Goal
Find every line in the material below that contains the string "shirt" and copy each one out. Case counts.

Data supplied
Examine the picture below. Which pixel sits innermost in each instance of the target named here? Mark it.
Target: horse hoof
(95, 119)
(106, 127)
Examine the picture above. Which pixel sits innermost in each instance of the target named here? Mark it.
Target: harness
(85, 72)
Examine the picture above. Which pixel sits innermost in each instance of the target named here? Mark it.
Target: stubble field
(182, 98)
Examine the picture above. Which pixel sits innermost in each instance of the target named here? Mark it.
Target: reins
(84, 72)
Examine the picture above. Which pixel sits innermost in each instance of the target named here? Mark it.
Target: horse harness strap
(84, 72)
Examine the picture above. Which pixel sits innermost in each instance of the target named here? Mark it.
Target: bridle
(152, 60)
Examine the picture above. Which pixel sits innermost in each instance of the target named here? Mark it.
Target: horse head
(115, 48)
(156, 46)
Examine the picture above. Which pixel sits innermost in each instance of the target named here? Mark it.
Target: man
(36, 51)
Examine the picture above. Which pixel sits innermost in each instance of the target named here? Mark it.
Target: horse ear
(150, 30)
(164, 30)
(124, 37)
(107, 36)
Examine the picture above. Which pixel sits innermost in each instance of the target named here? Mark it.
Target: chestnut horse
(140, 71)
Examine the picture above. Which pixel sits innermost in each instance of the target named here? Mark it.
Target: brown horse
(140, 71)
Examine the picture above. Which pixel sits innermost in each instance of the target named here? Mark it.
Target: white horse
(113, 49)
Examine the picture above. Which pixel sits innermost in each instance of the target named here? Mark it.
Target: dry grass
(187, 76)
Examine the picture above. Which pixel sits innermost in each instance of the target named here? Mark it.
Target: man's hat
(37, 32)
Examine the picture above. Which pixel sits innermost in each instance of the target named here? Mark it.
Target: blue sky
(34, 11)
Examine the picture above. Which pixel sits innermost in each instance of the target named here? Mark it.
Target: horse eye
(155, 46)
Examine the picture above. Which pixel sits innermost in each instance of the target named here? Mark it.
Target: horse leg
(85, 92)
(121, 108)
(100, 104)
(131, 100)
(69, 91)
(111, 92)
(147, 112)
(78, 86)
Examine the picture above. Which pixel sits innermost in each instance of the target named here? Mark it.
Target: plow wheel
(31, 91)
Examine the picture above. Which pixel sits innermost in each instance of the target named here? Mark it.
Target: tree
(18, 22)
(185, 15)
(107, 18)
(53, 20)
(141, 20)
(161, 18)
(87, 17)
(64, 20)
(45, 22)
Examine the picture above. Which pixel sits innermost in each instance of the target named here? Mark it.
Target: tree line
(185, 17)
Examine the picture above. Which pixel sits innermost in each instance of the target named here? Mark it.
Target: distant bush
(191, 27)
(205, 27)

* * *

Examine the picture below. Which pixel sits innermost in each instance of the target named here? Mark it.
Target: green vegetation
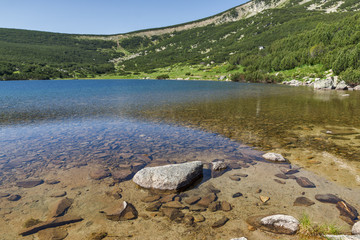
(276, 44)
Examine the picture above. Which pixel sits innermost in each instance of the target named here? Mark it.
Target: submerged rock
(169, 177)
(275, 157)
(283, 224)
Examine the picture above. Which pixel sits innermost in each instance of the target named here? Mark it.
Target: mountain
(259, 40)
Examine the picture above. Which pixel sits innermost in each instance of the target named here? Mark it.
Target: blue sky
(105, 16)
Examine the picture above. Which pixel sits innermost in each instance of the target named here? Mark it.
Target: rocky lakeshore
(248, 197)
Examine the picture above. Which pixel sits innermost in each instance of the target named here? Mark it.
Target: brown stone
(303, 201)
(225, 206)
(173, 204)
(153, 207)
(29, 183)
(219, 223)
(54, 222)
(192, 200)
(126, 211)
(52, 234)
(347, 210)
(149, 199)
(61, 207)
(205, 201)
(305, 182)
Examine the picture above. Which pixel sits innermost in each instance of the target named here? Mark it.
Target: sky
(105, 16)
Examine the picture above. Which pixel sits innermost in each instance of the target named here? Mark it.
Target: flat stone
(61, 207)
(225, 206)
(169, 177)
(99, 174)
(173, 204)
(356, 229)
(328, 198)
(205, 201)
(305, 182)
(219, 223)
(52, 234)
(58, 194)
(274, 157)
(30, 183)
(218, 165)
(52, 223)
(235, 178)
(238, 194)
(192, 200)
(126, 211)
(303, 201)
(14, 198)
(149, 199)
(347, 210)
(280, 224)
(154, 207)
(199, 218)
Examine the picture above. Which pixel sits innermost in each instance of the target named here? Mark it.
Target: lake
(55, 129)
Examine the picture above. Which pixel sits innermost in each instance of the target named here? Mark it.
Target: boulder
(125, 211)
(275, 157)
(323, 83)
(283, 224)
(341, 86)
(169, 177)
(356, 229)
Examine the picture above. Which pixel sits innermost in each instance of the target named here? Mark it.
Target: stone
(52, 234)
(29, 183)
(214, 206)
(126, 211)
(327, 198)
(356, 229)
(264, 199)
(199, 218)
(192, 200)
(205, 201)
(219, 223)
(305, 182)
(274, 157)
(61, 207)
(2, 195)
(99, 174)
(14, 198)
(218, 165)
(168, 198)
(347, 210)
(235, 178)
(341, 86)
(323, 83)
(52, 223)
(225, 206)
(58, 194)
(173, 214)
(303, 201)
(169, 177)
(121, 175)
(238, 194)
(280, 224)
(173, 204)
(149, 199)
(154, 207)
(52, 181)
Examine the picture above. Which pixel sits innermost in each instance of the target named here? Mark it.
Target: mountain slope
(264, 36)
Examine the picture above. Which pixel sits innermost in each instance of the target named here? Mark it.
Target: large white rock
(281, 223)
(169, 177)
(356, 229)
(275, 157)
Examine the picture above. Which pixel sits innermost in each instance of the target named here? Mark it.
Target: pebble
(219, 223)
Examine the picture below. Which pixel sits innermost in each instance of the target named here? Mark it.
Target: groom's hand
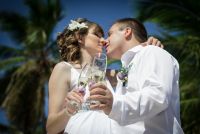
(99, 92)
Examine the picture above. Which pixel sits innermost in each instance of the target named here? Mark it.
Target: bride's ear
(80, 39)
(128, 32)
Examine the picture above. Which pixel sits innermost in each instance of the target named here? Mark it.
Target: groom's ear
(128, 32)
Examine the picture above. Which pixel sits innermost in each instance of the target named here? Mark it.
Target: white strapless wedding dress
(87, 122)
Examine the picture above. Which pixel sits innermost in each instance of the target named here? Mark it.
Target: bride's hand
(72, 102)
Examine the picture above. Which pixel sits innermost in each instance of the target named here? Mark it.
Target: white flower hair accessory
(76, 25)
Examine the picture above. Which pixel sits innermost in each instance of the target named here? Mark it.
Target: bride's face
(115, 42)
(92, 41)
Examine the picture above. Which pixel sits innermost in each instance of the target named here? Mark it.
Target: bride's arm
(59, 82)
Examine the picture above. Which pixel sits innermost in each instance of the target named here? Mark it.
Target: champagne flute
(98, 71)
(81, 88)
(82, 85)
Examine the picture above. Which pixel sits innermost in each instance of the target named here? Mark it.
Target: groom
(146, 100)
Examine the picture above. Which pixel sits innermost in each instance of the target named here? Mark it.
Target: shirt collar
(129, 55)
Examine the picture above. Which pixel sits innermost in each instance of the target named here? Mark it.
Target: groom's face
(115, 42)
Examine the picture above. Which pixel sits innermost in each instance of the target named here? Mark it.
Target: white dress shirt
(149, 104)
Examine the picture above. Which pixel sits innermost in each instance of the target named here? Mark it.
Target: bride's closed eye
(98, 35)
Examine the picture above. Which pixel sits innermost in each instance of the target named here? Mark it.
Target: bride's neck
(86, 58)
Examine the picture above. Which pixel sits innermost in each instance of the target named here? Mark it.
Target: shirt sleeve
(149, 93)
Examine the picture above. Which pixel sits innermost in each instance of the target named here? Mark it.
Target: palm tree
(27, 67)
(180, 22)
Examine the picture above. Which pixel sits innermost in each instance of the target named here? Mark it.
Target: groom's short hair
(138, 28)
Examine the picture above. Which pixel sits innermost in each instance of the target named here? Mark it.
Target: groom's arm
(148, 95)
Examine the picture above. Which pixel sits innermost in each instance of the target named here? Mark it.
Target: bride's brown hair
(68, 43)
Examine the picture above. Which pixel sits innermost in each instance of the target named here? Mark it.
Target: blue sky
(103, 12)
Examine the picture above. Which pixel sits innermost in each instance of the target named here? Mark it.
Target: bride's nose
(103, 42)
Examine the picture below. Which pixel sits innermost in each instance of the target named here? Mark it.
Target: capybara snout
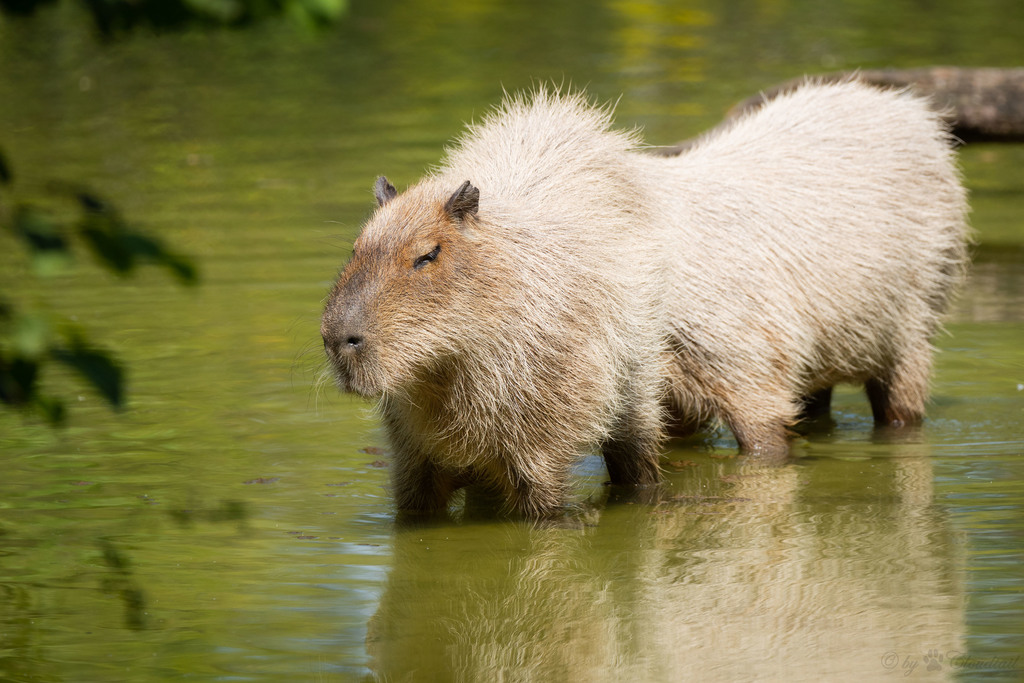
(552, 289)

==

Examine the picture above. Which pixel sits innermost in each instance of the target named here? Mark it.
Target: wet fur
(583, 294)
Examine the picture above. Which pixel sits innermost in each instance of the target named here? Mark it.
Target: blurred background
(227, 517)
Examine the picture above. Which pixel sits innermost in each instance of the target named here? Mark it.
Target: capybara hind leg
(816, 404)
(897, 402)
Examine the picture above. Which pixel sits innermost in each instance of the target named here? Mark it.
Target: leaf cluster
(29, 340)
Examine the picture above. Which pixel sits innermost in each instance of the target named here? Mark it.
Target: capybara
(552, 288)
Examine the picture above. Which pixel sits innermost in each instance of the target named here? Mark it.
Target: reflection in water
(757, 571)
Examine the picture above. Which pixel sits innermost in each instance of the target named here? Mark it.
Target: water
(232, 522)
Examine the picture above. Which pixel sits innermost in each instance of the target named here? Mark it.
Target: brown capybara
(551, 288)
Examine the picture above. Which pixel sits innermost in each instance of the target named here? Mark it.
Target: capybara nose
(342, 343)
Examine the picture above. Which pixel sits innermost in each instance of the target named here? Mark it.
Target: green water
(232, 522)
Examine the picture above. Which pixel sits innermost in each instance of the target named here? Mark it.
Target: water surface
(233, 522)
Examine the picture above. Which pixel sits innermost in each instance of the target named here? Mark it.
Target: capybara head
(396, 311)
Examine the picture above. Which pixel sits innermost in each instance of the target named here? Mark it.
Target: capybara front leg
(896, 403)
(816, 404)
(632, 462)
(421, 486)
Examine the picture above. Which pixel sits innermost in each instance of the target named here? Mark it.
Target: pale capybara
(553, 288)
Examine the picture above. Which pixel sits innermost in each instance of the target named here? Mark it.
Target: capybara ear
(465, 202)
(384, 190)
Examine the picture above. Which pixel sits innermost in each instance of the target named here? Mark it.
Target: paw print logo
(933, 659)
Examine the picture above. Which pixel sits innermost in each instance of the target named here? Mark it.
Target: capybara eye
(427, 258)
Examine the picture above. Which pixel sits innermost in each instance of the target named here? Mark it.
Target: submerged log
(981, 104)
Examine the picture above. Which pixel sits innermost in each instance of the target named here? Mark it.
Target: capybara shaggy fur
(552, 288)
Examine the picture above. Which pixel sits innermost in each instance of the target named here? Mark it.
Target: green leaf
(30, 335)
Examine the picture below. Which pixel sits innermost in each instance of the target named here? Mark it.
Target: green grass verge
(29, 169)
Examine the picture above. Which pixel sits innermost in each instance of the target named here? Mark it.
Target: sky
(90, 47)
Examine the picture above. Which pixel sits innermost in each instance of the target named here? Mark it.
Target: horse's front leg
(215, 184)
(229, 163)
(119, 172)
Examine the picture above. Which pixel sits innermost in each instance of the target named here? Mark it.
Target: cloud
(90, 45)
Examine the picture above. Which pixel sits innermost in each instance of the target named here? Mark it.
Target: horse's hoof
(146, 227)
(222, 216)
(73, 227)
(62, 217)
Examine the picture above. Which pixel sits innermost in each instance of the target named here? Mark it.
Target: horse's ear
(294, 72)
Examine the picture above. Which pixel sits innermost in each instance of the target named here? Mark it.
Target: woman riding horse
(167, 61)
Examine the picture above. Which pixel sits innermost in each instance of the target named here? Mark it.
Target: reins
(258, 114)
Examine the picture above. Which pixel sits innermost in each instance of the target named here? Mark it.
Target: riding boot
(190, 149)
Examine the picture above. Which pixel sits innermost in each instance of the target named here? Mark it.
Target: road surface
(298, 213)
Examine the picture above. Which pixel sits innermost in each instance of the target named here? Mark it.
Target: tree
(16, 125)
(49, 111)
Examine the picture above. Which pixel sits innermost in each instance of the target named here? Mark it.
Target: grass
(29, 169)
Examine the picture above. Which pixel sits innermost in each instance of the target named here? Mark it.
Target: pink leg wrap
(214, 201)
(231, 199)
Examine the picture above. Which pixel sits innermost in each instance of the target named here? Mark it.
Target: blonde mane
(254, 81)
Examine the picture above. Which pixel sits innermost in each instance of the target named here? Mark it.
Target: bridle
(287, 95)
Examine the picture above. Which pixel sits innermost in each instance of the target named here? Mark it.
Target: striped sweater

Response
Target: shirt collar
Target: white dress shirt
Target: shirt sleeve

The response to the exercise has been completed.